▶ [Provided information]
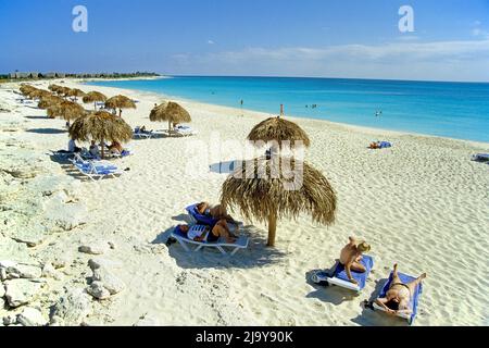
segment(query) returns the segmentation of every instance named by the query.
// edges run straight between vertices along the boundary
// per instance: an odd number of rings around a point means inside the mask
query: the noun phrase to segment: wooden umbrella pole
[[[268,216],[268,243],[266,244],[267,247],[275,246],[276,232],[277,232],[277,214],[273,212]]]
[[[102,148],[102,160],[105,159],[105,141],[102,139],[100,141],[100,147]]]

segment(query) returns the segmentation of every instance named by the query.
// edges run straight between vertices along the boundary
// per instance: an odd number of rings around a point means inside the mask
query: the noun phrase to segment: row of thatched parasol
[[[68,95],[65,87],[53,87],[50,90],[55,91],[59,96]],[[60,98],[43,96],[29,88],[26,89],[25,91],[30,96],[40,96],[41,101],[45,101],[45,98],[47,100]],[[76,92],[72,95],[78,96]],[[133,108],[134,104],[128,98],[116,96],[110,100],[99,92],[87,94],[83,98],[84,102],[104,101],[108,108],[113,109]],[[121,117],[104,111],[87,113],[77,103],[60,99],[55,99],[58,103],[54,107],[48,108],[48,114],[61,116],[67,121],[76,119],[70,127],[70,136],[73,139],[96,140],[103,144],[105,140],[128,141],[131,138],[130,126]],[[168,130],[172,128],[172,123],[191,121],[190,114],[174,102],[156,105],[150,113],[150,120],[168,122]],[[284,117],[271,117],[261,122],[250,132],[248,140],[277,141],[280,147],[284,141],[290,141],[292,147],[298,141],[305,147],[311,144],[309,136],[301,127]],[[292,167],[300,169],[299,174],[302,175],[301,185],[298,185],[296,189],[286,188],[287,184],[290,184],[290,177],[286,177],[283,175],[284,173],[278,176],[269,175],[275,170],[277,161],[281,165],[285,160],[283,158],[259,158],[243,161],[242,165],[225,181],[221,192],[221,203],[224,207],[229,207],[231,210],[238,208],[246,219],[268,224],[268,246],[275,245],[278,219],[286,216],[296,219],[300,213],[309,213],[314,222],[330,225],[335,222],[336,216],[335,190],[328,179],[310,164],[293,158],[288,159]],[[267,175],[258,175],[259,169],[261,173],[264,170]],[[250,177],[249,173],[253,171],[255,175]]]
[[[105,102],[108,108],[126,108],[136,107],[134,101],[124,96],[115,96],[108,99],[98,91],[88,94],[80,89],[70,89],[67,87],[50,85],[49,90],[37,89],[29,85],[21,87],[21,92],[27,98],[39,98],[38,107],[47,109],[48,117],[61,117],[67,122],[74,121],[70,126],[70,137],[78,141],[97,141],[101,144],[101,154],[104,158],[104,142],[120,141],[127,142],[133,138],[131,127],[122,119],[106,111],[89,112],[74,100],[66,100],[63,97],[79,98],[83,101]]]
[[[120,116],[123,109],[136,109],[136,103],[125,96],[114,96],[108,98],[99,91],[90,91],[85,94],[78,88],[68,88],[59,85],[49,85],[49,90],[38,89],[30,85],[21,86],[21,92],[29,99],[39,99],[38,107],[40,109],[49,109],[55,104],[61,103],[64,98],[71,98],[73,102],[77,101],[77,98],[82,98],[84,103],[93,102],[93,108],[97,110],[97,102],[103,102],[105,108],[120,109]],[[52,112],[51,112],[52,114]]]

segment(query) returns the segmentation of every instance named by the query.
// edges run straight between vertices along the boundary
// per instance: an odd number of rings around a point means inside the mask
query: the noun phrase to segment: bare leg
[[[205,209],[209,208],[209,203],[208,202],[201,202],[199,204],[197,204],[197,211],[199,212],[199,214],[202,214],[205,212]]]
[[[356,272],[356,273],[365,273],[366,272],[365,266],[362,263],[356,262],[356,261],[354,261],[351,264],[350,270],[352,270],[353,272]]]
[[[234,244],[236,241],[236,238],[233,238],[231,235],[229,234],[229,231],[227,231],[225,227],[223,227],[222,225],[217,224],[214,226],[214,228],[212,228],[212,234],[214,236],[220,236],[223,237],[226,243],[229,244]]]
[[[396,284],[396,283],[403,284],[403,283],[401,282],[401,278],[399,277],[399,274],[398,274],[398,264],[397,264],[397,263],[394,264],[393,272],[392,272],[392,283],[391,283],[391,286],[392,286],[392,284]]]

▶ [Set exercise] Copy the listing above verbatim, omitting the pictures.

▶ [Worked solution]
segment(query) returns the segmentation of every instance named by the query.
// edges run straight between vertices along the boundary
// per instance: an odd number of rings around a point means inside the mask
query: the noun phrase to segment: wooden umbrella pole
[[[268,216],[268,243],[266,244],[267,247],[275,246],[276,232],[277,232],[277,214],[273,212]]]
[[[102,148],[102,160],[105,159],[105,141],[102,139],[100,141],[100,147]]]

segment(query) returns the segmentation of every instance named by the query.
// edges run straight between vertices along the boundary
// per instance: an odd number of rings around a point means inside the mask
query: the noun phrase to segment: row of thatched parasol
[[[68,95],[65,87],[53,87],[50,90],[55,91],[59,96]],[[60,98],[43,96],[29,88],[26,89],[25,91],[30,96],[40,96],[41,101],[45,101],[45,98],[47,100]],[[76,92],[72,95],[78,96]],[[133,108],[134,104],[128,98],[116,96],[110,100],[99,92],[87,94],[83,98],[84,102],[104,101],[108,108],[113,109]],[[121,117],[104,111],[87,113],[77,103],[60,99],[55,99],[58,103],[54,107],[48,108],[48,114],[61,116],[67,121],[76,119],[70,127],[70,136],[73,139],[96,140],[103,144],[105,140],[128,141],[131,138],[130,126]],[[168,130],[172,128],[172,123],[191,121],[190,114],[174,102],[156,105],[150,113],[150,120],[168,122]],[[284,117],[271,117],[261,122],[250,132],[248,140],[277,141],[280,147],[284,141],[290,141],[292,147],[298,141],[305,147],[311,144],[309,136],[301,127]],[[292,167],[300,169],[299,174],[302,175],[301,185],[298,185],[296,189],[286,188],[287,184],[290,184],[290,177],[286,177],[283,175],[284,173],[278,176],[269,175],[275,170],[277,161],[281,165],[285,160],[283,158],[259,158],[243,161],[242,165],[225,181],[221,192],[221,203],[224,207],[229,207],[231,210],[238,208],[246,219],[268,224],[268,246],[275,245],[278,219],[286,216],[296,219],[300,213],[309,213],[314,222],[330,225],[335,222],[336,216],[335,190],[328,179],[310,164],[293,158],[288,159]],[[267,175],[258,175],[259,169],[261,173],[264,170]],[[250,177],[249,173],[253,171],[255,175]]]
[[[105,102],[108,108],[126,108],[136,107],[134,101],[124,96],[115,96],[108,99],[98,91],[88,94],[80,89],[70,89],[67,87],[50,85],[49,90],[37,89],[29,85],[21,87],[21,92],[27,98],[39,98],[38,107],[47,109],[48,117],[61,117],[67,122],[74,121],[70,126],[70,137],[78,141],[97,141],[101,144],[101,154],[104,158],[104,142],[120,141],[127,142],[133,138],[131,127],[122,119],[106,111],[89,112],[74,100],[66,100],[63,97],[79,98],[83,101]]]
[[[120,116],[123,109],[136,109],[136,103],[125,96],[114,96],[108,98],[99,91],[90,91],[85,94],[78,88],[68,88],[59,85],[49,85],[49,90],[38,89],[30,85],[21,86],[21,92],[29,99],[39,99],[38,107],[40,109],[49,109],[55,104],[61,103],[64,98],[71,98],[73,102],[77,101],[77,98],[82,98],[84,103],[93,102],[93,108],[97,110],[97,102],[103,102],[105,108],[120,109]],[[52,112],[51,112],[52,114]]]

segment(query) returns the segmentation of every instance named by the query.
// edges run straight between vertices along the boundary
// per instance: an odd number of rings around a point means inside the mask
query: the noun phrase to segment: bare leg
[[[205,209],[209,208],[209,203],[208,202],[201,202],[199,204],[197,204],[197,211],[199,212],[199,214],[202,214],[205,212]]]
[[[356,272],[356,273],[365,273],[366,272],[365,266],[362,263],[356,262],[356,261],[354,261],[351,264],[350,270],[352,270],[353,272]]]
[[[234,244],[236,241],[236,238],[233,238],[231,235],[229,234],[229,231],[227,231],[225,227],[223,227],[222,225],[217,224],[214,226],[214,228],[212,228],[212,234],[214,236],[220,236],[223,237],[226,243],[229,244]]]
[[[396,284],[396,283],[403,284],[403,283],[401,282],[401,278],[399,277],[399,274],[398,274],[398,264],[397,264],[397,263],[394,264],[393,272],[392,272],[392,283],[391,283],[391,286],[392,286],[392,284]]]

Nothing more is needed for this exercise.